**Exercise prompt:**
Return the data from the line with "Can you please examine the photo below" to the line with "xmin=559 ymin=284 xmax=640 ymax=337", inclusive, with every line unchanged and the pictures omitted.

**Dataset:**
+++
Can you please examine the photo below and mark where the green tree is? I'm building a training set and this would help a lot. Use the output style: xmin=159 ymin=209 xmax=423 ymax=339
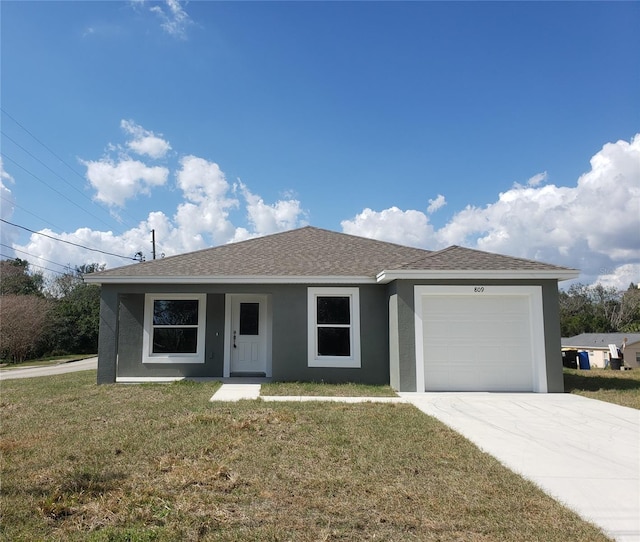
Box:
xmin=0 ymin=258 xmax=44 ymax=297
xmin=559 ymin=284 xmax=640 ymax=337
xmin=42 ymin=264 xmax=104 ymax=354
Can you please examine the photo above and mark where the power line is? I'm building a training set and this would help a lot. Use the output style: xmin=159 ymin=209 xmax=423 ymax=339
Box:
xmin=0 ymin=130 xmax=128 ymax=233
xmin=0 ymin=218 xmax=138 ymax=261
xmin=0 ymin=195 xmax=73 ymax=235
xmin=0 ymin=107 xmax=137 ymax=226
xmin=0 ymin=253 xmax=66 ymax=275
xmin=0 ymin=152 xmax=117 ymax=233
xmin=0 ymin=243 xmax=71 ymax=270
+++
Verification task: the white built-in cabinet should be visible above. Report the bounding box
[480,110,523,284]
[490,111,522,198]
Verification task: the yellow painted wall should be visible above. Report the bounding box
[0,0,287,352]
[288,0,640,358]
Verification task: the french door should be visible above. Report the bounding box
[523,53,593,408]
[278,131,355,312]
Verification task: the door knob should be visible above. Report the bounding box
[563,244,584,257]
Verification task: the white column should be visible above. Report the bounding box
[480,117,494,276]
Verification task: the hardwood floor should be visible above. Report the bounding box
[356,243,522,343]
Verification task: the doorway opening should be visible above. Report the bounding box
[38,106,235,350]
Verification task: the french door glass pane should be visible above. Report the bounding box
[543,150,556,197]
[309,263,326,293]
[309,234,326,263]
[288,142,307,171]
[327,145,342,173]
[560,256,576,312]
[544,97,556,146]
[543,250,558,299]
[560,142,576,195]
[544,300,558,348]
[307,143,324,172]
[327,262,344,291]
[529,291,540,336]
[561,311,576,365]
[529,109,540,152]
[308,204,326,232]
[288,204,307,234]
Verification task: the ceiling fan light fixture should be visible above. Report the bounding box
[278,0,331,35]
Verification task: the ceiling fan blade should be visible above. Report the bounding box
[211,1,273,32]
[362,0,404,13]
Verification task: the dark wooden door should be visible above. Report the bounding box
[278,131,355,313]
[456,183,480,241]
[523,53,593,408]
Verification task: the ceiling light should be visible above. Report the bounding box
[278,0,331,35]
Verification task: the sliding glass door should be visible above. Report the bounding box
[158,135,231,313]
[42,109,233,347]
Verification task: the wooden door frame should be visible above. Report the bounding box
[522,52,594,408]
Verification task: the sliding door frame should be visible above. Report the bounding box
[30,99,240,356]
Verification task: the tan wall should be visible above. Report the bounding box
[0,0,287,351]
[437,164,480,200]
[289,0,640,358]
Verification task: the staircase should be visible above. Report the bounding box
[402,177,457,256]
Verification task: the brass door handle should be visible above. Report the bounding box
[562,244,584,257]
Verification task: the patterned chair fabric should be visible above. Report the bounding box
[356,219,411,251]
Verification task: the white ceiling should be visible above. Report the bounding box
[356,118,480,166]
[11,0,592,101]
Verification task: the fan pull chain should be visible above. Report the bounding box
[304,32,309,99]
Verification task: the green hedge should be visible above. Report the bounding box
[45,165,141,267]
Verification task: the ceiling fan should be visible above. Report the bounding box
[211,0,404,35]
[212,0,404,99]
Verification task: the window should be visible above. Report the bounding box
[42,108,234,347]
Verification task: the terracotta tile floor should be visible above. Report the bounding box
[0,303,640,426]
+++
**Worked answer:**
Can you please examine the photo below and mark where the green tree is? I'm building a training set and this would help a lot. Use the output style: xmin=159 ymin=209 xmax=423 ymax=339
Box:
xmin=0 ymin=258 xmax=44 ymax=297
xmin=559 ymin=284 xmax=640 ymax=337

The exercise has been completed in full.